**What is being asked:** In the records below, take the part that opens with the line containing "Select shrub. Give" and closes with the line containing "255 193 316 331". Write all of those lines out again, the request line included, and offset every box coordinate by adding 40 to it.

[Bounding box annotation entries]

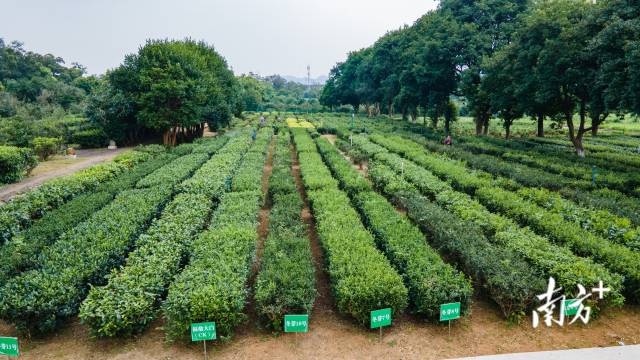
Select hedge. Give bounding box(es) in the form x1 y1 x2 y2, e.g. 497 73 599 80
136 154 209 188
231 128 273 191
163 191 262 340
0 155 173 285
317 139 473 320
350 135 623 305
0 188 171 333
269 128 296 198
307 188 408 325
80 194 212 337
0 146 152 244
71 129 109 148
254 191 317 331
178 132 251 198
0 145 38 184
518 189 640 250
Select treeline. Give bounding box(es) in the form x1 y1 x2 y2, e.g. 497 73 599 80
238 73 324 112
320 0 640 156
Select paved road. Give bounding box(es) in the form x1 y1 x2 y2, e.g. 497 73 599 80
0 148 129 202
461 345 640 360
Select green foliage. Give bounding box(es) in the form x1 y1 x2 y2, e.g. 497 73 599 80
163 191 261 340
136 154 209 188
32 137 60 161
79 194 212 337
0 188 171 333
0 145 38 184
178 133 251 199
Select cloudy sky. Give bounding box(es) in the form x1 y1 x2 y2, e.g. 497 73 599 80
0 0 437 77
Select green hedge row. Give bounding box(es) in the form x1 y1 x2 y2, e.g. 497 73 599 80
0 155 178 285
476 187 640 301
231 128 273 191
163 191 262 340
0 146 38 184
307 188 408 325
269 128 296 198
178 132 252 198
518 189 640 250
0 188 171 333
136 154 209 188
254 188 317 332
0 146 152 245
317 139 473 320
348 139 623 304
371 135 640 301
80 194 212 337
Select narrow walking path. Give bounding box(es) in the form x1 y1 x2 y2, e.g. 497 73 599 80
0 148 131 202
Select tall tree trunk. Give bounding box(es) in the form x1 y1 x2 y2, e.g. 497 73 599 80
482 114 490 136
536 112 544 137
473 115 482 136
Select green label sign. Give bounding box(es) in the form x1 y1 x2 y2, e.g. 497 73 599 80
440 302 460 321
371 308 391 329
0 337 20 356
284 315 309 332
563 299 580 316
191 322 216 341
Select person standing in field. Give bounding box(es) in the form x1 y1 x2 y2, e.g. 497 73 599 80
442 135 453 145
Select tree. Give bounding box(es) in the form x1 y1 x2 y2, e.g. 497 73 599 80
99 40 241 146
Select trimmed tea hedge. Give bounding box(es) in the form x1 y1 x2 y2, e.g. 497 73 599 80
163 191 262 340
80 194 212 337
307 188 408 325
0 146 152 245
0 154 173 285
350 139 623 305
178 132 252 199
317 139 473 320
0 188 171 333
0 145 38 184
255 193 317 331
136 154 209 188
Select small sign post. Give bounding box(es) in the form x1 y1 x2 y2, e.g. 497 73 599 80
0 336 20 357
284 314 309 341
191 322 217 360
440 302 460 336
371 308 391 341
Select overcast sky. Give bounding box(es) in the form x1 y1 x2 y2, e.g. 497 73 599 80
0 0 437 77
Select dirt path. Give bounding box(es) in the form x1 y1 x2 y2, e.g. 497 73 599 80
0 148 130 202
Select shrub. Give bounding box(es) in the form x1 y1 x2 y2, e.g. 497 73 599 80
71 129 109 148
32 137 61 161
80 194 212 337
163 192 261 340
0 146 38 184
0 156 173 284
308 188 408 325
0 188 170 333
136 154 209 188
255 193 316 331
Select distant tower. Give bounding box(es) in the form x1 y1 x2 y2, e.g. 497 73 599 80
307 65 311 93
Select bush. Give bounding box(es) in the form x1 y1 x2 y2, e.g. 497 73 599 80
178 133 251 199
80 194 212 337
136 154 209 188
32 137 61 161
0 146 38 184
163 191 262 340
0 188 171 333
71 129 109 148
0 156 173 284
307 188 408 325
255 193 317 332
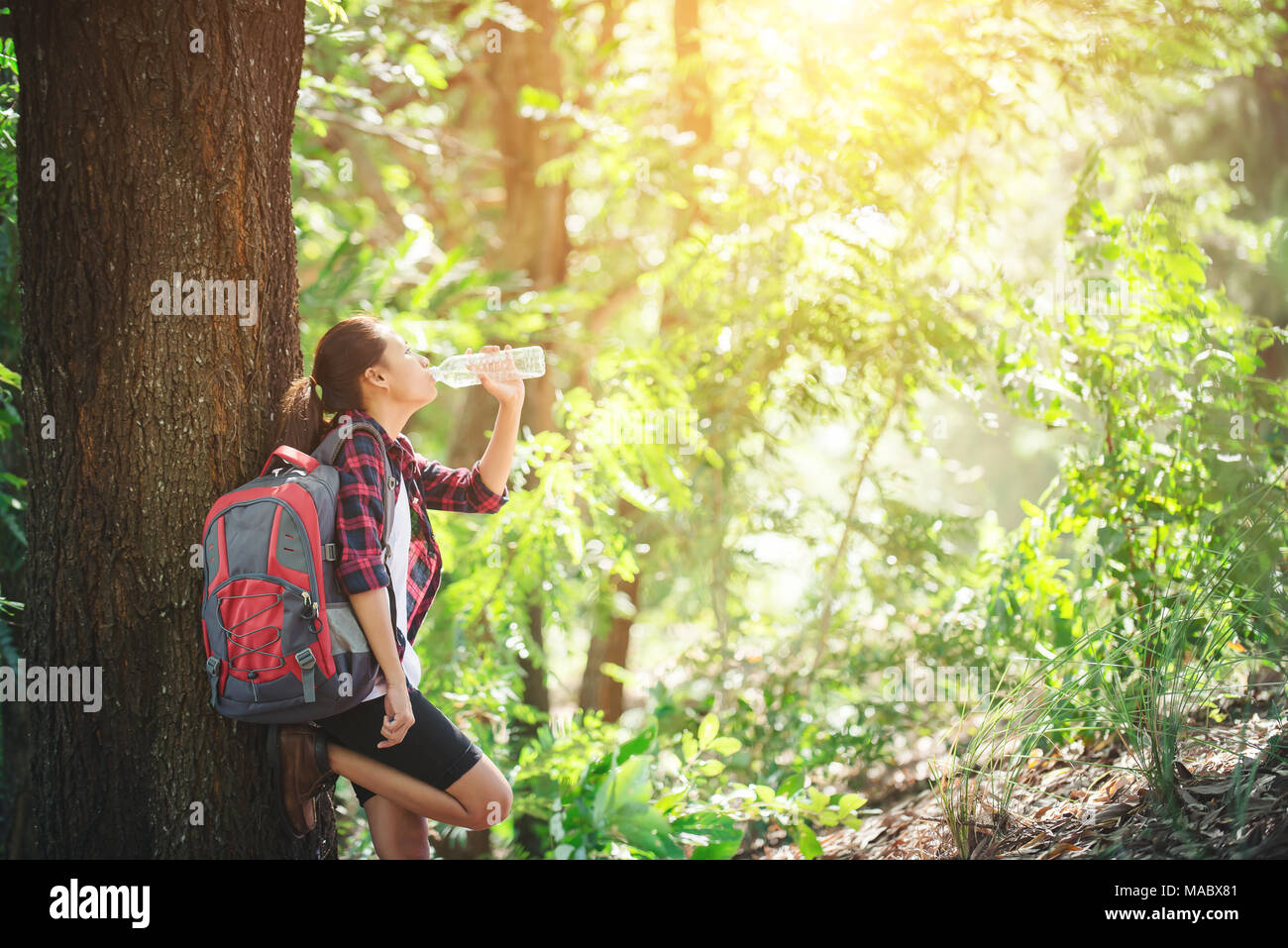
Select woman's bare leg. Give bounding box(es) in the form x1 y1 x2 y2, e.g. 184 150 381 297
364 796 429 859
327 741 514 829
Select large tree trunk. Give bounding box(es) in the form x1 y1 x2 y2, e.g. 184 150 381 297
14 0 324 858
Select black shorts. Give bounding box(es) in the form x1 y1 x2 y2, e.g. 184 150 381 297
316 685 483 807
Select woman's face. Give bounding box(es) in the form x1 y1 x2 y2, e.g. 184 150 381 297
381 332 438 406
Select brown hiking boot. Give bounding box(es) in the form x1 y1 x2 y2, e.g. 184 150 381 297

**Expected answer:**
Select shrub. Give bounding box(es) in the form x1 y1 x2 y2, e.g. 497 73 599 80
111 169 149 188
72 177 101 201
120 234 252 377
203 232 301 380
40 186 78 224
40 196 213 324
348 228 448 365
40 228 210 373
176 194 249 228
295 233 356 371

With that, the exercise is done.